Description of the task:
Make a verbatim copy of the entries below; pictures stay out.

── Items

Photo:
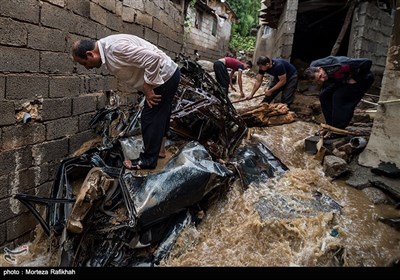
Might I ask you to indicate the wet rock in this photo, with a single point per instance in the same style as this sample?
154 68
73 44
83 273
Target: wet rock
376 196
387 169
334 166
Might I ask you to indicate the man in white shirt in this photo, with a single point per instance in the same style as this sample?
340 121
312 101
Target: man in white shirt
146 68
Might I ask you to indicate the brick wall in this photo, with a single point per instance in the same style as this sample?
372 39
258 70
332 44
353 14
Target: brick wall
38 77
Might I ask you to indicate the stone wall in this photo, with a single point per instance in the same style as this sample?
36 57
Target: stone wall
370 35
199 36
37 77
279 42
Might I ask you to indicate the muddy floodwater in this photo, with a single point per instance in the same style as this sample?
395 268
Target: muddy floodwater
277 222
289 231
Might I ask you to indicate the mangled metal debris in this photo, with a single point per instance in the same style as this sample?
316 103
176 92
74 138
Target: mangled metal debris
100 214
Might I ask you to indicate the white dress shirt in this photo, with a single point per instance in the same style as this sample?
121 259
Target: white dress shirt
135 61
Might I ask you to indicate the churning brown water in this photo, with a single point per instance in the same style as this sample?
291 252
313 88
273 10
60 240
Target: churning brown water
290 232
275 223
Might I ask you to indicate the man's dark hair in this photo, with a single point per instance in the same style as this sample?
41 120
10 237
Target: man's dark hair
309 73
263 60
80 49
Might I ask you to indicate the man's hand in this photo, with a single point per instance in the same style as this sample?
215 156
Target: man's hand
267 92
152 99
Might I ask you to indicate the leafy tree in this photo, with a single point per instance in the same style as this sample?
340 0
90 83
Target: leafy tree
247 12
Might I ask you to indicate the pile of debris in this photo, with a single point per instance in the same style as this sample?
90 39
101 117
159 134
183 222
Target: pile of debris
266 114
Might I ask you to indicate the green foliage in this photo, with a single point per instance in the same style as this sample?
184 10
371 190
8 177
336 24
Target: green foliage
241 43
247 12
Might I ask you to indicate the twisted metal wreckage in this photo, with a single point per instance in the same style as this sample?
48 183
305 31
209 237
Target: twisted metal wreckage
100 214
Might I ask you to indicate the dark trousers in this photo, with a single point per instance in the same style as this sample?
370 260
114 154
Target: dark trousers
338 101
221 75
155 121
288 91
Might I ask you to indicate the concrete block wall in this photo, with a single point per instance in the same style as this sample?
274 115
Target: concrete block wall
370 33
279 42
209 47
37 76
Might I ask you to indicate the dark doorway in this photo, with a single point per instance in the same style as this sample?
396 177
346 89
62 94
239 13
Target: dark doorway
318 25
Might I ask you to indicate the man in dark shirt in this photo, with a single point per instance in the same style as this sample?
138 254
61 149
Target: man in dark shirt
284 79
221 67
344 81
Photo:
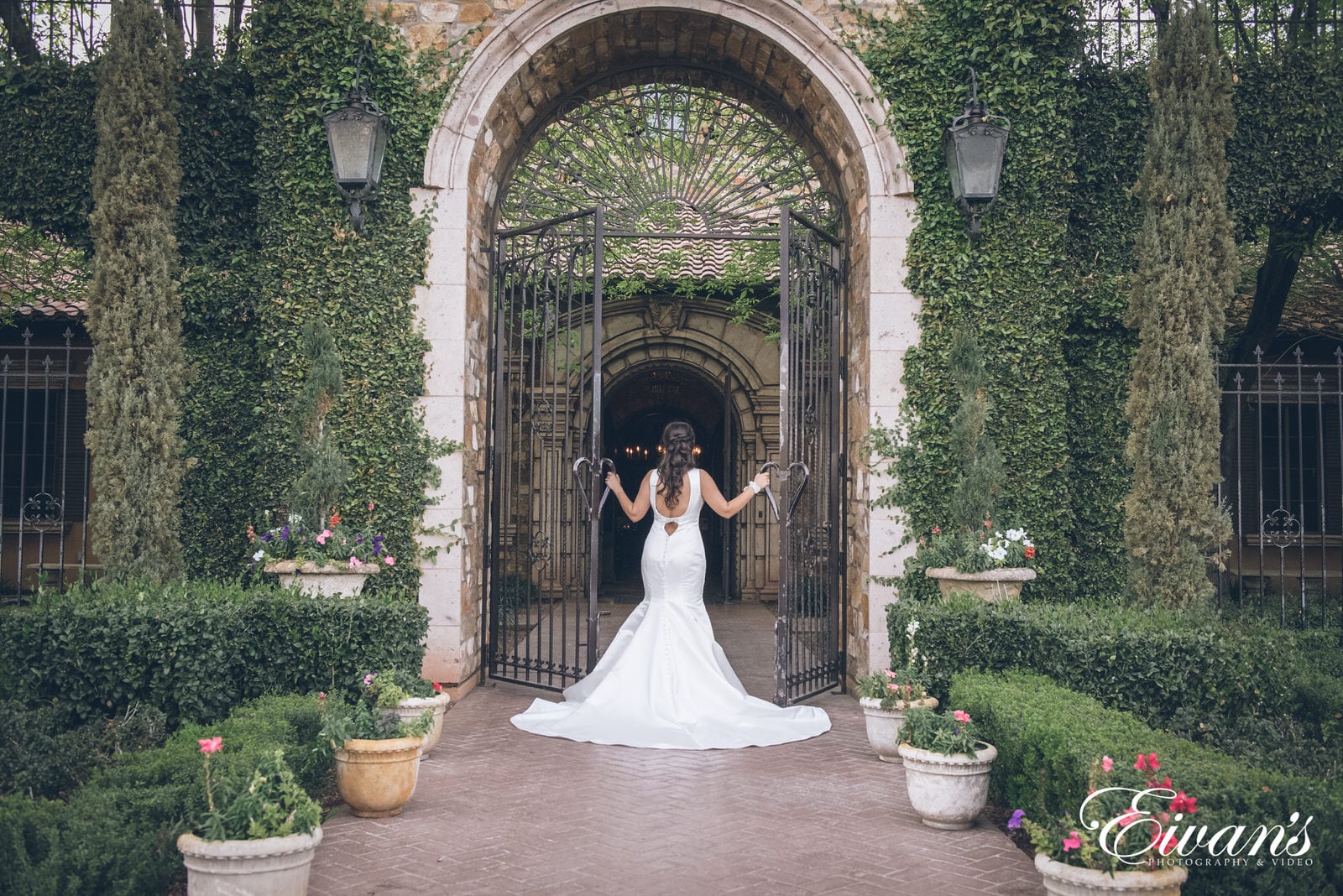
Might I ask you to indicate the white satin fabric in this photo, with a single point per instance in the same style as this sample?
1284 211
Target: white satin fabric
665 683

────

Response to this exercise:
Photo:
Might I ask you to indicate the wet rock in this photo, with a single point per instance in the same style as this sample?
154 68
73 44
83 273
Target: wet rock
376 196
387 169
334 166
Might I ask you to indicate the man in white shirt in this photo, with a single point per instance in the same style as this sample?
340 121
312 101
Target: man in white shirt
146 68
Might I ask you to indicate the brick wall in this photo, with a single point per instance in the same style as this sample?
372 39
258 70
332 44
353 14
Target: brick wall
38 77
Might I ask you to indicate the stone wall in this photo, with a single point per instance in the same style as this sample?
36 57
Target: stone wall
370 35
199 36
37 77
279 42
Might I ask you to indicate the muddy floodwater in this photo, with a single point per instance in the same style as this sample?
395 268
Target: muddy floodwater
277 222
289 231
Might I ask you to indicate the mangled metal debris in this photo, with a single point per instance in the same style as this sample?
316 103
176 92
74 138
Target: mangled metal debris
100 214
Might I ask you to indicate the white dress shirt in this photo, with a single point per instance in the same style as this sample?
121 259
Target: white dress shirt
135 61
Might I ask you to indicate the churning brown water in this photo, with a single point per instance in the same style as this sample?
291 252
313 88
273 10
60 240
Target: churning brown water
290 232
275 223
Might I ask you to indicate the man's dark hair in this photo, with a single point per instance in the same style as this sample?
41 120
10 237
Target: man's dark hair
309 73
263 60
80 49
Might I ask you to indicate the man's hand in this photo, with a single point per instance in the same style as this sample?
215 156
Target: man's hand
267 92
152 99
Might I ask you to indicate the leafy tree in this photo, with a single point per instance in the same style as this sample?
340 0
90 83
Target: leafy tree
247 12
Might I ask you to indicate the pile of debris in this photo, with a single point per instance in the same style as this sample?
90 39
101 117
159 134
183 222
Target: pile of debris
266 114
Might I ask you to indicate the green foliage in this photo, with a single point per instance in the same style as this sample?
184 10
371 190
8 177
336 24
Target: green foliage
241 43
247 12
Might I ask you to indicate the twisted metal wreckage in this photo, with a single point per instance in the same style as this sample?
48 183
305 31
209 237
Target: twisted metal wreckage
100 214
Might I ask you to indicate the dark trousers in this photo, with a single point per instance in the same style as this sample?
370 260
114 154
Target: dark trousers
338 101
221 75
155 121
288 91
Might I ask you to indicate the concrete block wall in this photo, with a single point per instance in the same style as this sample?
274 115
Target: concrete block wall
370 33
279 42
209 47
37 76
Might I ask you to indicate the dark doorway in this photo, with a single point per instance in the same style as this sample?
396 177
346 89
62 94
239 13
Target: dark doorway
318 25
Might I ask you to indicate the man in dark shirt in this photo, with a single point per instance in the same style as this sample?
138 254
61 149
Target: man in dark shirt
284 79
221 67
344 81
Photo:
Might I ask you to indicate the white satin fabric in this photo, with a single point per instance in the same style as this sample?
1284 211
Target: white satin fabric
665 683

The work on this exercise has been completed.